[Excerpts from a dataset on object pointing]
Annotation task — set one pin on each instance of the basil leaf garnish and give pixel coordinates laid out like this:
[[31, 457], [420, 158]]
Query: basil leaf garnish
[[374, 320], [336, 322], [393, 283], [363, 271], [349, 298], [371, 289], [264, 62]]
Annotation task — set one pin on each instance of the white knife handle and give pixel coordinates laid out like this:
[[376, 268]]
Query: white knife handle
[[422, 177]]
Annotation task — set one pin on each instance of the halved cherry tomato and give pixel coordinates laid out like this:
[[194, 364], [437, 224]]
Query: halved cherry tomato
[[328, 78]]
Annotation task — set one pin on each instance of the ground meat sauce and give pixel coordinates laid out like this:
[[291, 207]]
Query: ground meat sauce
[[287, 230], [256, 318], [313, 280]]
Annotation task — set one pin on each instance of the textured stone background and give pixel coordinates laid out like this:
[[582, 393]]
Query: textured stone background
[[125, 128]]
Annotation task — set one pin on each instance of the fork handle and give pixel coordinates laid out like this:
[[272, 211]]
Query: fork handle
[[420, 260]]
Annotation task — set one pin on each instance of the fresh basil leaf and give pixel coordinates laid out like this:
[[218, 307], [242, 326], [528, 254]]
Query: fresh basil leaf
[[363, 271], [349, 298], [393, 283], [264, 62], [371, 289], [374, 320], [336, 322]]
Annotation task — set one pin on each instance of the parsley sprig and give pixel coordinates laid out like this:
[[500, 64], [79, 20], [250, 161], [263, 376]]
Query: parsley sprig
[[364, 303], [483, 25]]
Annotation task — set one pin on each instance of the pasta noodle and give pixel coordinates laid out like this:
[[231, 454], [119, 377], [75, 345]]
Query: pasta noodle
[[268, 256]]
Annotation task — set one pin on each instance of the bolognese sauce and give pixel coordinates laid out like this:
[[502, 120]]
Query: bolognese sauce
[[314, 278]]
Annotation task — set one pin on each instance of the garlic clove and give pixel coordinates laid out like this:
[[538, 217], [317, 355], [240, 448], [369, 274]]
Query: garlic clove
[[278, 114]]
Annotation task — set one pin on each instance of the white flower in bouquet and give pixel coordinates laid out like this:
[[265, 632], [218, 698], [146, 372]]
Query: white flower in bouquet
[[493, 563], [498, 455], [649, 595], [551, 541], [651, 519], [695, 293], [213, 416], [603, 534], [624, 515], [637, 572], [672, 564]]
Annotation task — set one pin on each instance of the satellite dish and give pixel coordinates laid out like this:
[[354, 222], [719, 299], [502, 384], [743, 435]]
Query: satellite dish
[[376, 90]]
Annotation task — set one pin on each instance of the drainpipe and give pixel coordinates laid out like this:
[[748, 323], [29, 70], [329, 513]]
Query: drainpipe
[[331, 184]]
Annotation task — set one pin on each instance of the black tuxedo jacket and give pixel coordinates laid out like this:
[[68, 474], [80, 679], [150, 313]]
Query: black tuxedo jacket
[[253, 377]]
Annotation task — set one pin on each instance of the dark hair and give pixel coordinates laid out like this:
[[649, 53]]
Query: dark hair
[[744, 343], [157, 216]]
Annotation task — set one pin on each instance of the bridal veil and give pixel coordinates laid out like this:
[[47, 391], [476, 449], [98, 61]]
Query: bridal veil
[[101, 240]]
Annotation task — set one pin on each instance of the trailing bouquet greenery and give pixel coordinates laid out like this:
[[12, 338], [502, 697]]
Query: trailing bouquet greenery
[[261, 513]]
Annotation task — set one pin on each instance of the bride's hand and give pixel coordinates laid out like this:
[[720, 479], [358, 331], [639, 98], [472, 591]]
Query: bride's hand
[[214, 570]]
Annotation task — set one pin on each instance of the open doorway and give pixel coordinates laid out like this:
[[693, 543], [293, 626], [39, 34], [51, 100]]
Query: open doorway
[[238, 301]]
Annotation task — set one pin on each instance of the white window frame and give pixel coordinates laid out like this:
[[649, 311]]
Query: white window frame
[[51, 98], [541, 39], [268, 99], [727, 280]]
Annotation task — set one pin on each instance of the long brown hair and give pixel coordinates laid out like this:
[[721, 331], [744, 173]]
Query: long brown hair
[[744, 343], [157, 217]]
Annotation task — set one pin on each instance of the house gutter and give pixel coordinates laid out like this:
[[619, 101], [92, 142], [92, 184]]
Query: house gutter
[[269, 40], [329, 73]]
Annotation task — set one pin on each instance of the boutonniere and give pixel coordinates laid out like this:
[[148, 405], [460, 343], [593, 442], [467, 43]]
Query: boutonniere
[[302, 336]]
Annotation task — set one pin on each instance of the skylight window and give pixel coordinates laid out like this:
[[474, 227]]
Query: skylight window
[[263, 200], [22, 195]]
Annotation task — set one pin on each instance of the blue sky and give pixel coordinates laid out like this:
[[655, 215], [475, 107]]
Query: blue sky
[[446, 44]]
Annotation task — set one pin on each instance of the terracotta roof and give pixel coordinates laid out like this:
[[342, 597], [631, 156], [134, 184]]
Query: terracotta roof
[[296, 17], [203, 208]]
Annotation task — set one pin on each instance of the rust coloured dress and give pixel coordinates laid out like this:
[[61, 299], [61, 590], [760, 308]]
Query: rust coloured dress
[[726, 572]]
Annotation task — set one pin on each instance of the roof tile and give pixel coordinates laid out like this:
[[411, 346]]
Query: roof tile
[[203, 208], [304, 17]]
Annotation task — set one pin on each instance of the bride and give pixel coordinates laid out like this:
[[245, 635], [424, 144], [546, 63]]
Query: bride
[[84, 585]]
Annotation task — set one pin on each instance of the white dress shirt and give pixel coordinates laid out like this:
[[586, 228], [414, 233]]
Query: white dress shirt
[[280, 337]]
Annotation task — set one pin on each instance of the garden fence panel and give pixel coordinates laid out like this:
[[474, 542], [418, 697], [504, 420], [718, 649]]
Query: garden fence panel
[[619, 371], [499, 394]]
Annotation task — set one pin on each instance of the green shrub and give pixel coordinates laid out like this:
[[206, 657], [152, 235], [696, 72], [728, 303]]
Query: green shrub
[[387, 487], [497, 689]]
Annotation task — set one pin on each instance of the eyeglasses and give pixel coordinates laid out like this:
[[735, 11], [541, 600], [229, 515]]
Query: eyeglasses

*Exercise goal*:
Lay out every one of the rows above as a numbered list, omitting any blank lines.

*Expected answer*:
1. Annotation task — set one pin on each instance of the basil leaf garnish and give pixel coordinates laid out like this:
2. [[31, 457], [420, 158]]
3. Query: basil leaf garnish
4. [[374, 320], [336, 322], [393, 283], [363, 271], [349, 298], [371, 289], [264, 62]]
5. Annotation task — set one pin on each instance of the white knife handle and give pixel coordinates laid out like this:
6. [[376, 268]]
7. Query: white knife handle
8. [[422, 177]]
9. Annotation task — set one pin on each instance of the halved cherry tomato and give pixel coordinates laid out like this:
10. [[194, 364], [437, 224]]
11. Query: halved cherry tomato
12. [[328, 78]]
13. Annotation task — set one pin on each instance of the ground meat sauce and give pixel coordinates laid out like this:
14. [[291, 207]]
15. Query: ground meat sauce
16. [[287, 230], [256, 318], [313, 280]]
17. Annotation task — set one pin on each instance of the textured stone background and give pixel coordinates laid out like this:
18. [[582, 393]]
19. Query: textured stone background
20. [[125, 128]]
21. Annotation task — set one pin on each instance of the fork handle and give pixel coordinates laid out like this:
22. [[272, 211]]
23. Query: fork handle
24. [[420, 260]]
25. Annotation task — set one pin on each instance of the fresh basil leaf and give pixel coordinates laid out like this:
26. [[218, 307], [242, 326], [528, 254]]
27. Query: fresh basil leaf
28. [[363, 271], [349, 298], [393, 283], [264, 62], [371, 289], [374, 320], [336, 322]]
29. Annotation task — set one pin on each instance of the parsley sprig and give pixel coordinates laid out like this:
30. [[500, 64], [79, 20], [250, 161], [263, 376]]
31. Query: parsley sprig
32. [[364, 303], [483, 25]]
33. Annotation task — set one pin on each instance of the pasta noodle and give pixel coordinates laid out like this:
34. [[231, 454], [119, 377], [75, 345]]
35. Query: pasta noodle
36. [[268, 256]]
37. Annotation task — set one pin on each instance of the bolognese sauce and give pixel coordinates laid out like this:
38. [[502, 120]]
39. Query: bolognese sauce
40. [[314, 278]]
41. Annotation task — set one pin on each instance of the garlic clove and give pixel coordinates laid out like this:
42. [[538, 217], [317, 355], [240, 448], [369, 274]]
43. Query: garlic clove
44. [[278, 114]]
45. Annotation task — set one pin on each instance of the white flower in bouquet and give pixel coordinates laid out like this:
46. [[265, 632], [218, 698], [146, 372]]
47. Query: white flower in bouquet
48. [[493, 563], [498, 455], [649, 595], [551, 541], [651, 519], [695, 293], [213, 416], [603, 534], [624, 515], [637, 572], [672, 564]]
49. Annotation task — set one pin on each instance of the satellite dish and give pixel coordinates laid out like this:
50. [[354, 222], [719, 299], [502, 384], [743, 435]]
51. Query: satellite dish
52. [[376, 90]]
53. Annotation task — set one pin on each instance of the drainpipe and give pixel coordinates laid out like this:
54. [[748, 323], [29, 70], [329, 513]]
55. Query: drainpipe
56. [[331, 184]]
57. Annotation task — set one pin on each instance of the black tuxedo jacket and give pixel coordinates laid out like this:
58. [[68, 474], [80, 679], [150, 313]]
59. Query: black tuxedo jacket
60. [[253, 377]]
61. Annotation task — set one pin on each instance of the dark hair and give pixel coordinates laid out like this:
62. [[649, 53]]
63. Query: dark hair
64. [[744, 343], [157, 216]]
65. Annotation task — set one pin on each instance of the bridal veil and give pixel coordinates laid out like this:
66. [[47, 391], [476, 449], [98, 61]]
67. Query: bridal veil
68. [[101, 240]]
69. Annotation task — set one pin on each instance of the trailing bouquet greenery and give pixel coordinates laid out like this:
70. [[12, 338], [502, 697]]
71. Query: trailing bouquet greenery
72. [[261, 513]]
73. Annotation task — set one pin on each instance of the bride's hand and give pixel coordinates laid out like this:
74. [[720, 479], [358, 331], [639, 98], [472, 591]]
75. Query: bride's hand
76. [[214, 570]]
77. Annotation task — set one pin on each instance of the open doorway and give pixel coordinates laid out like this:
78. [[693, 543], [293, 626], [39, 34], [51, 100]]
79. Query: open doorway
80. [[238, 301]]
81. Annotation task — set one pin on each instance of the white window frame and give pixel coordinates laid out like this:
82. [[649, 311]]
83. Query: white window frame
84. [[51, 98], [541, 39], [268, 99], [727, 280]]
85. Annotation task — set one pin on each instance of the long brown hair and give pixel coordinates laid out like this:
86. [[721, 331], [744, 173]]
87. Query: long brown hair
88. [[744, 343], [157, 217]]
89. Annotation task — set one pin on each instance of the house gutter and give pixel coordinates laid out like this:
90. [[619, 101], [92, 142], [92, 184]]
91. Query: house gutter
92. [[269, 40], [329, 73]]
93. Annotation task — set one pin on each instance of the boutonniere and give pixel coordinates laid out like this:
94. [[148, 405], [460, 343], [593, 442], [467, 43]]
95. Query: boutonniere
96. [[302, 336]]
97. Annotation task — set one pin on each instance of the skylight window and give pixel coordinates laid out like this:
98. [[474, 227]]
99. Query: skylight window
100. [[263, 200], [22, 195]]
101. Annotation task — set one pin on each instance of the blue sky and give pixel coordinates laid out like this:
102. [[655, 215], [475, 107]]
103. Query: blue sky
104. [[446, 44]]
105. Annotation task — set one pin on each instance of the terracotta roof and give pixel coordinates laid out like this:
106. [[342, 597], [631, 156], [134, 184]]
107. Query: terracotta roof
108. [[296, 17], [203, 208]]
109. Annotation task — set one pin on each instance of the rust coloured dress and give pixel coordinates laid out like this:
110. [[61, 299], [61, 590], [760, 308]]
111. Query: rust coloured dress
112. [[726, 572]]
113. Annotation task — set one pin on each instance of the roof tile and give pixel coordinates laid out like this:
114. [[411, 346]]
115. Query: roof tile
116. [[203, 208], [304, 17]]
117. Annotation task — set one pin on each instance of the bride and give pixel coordinates laid out like this:
118. [[245, 635], [424, 144], [546, 63]]
119. Query: bride
120. [[84, 585]]
121. Annotation task — set one pin on each instance of the white dress shirt and give pixel coordinates laid out like this:
122. [[586, 228], [414, 233]]
123. Query: white dress shirt
124. [[280, 337]]
125. Annotation task — set one pin on each instance of the garden fence panel and give pixel coordinates laid out like this:
126. [[474, 542], [418, 697], [504, 420], [718, 649]]
127. Query: garden fence panel
128. [[619, 371], [499, 394]]
129. Annotation task — set one pin on each instance of the green shrub and give pixel coordinates laid out like this:
130. [[206, 657], [152, 235], [696, 72], [728, 303]]
131. Query: green shrub
132. [[387, 487], [497, 689]]
133. Annotation task — set one pin on each instance of the eyeglasses and give pixel coordinates laid out like this:
134. [[735, 11], [541, 600], [229, 515]]
135. Query: eyeglasses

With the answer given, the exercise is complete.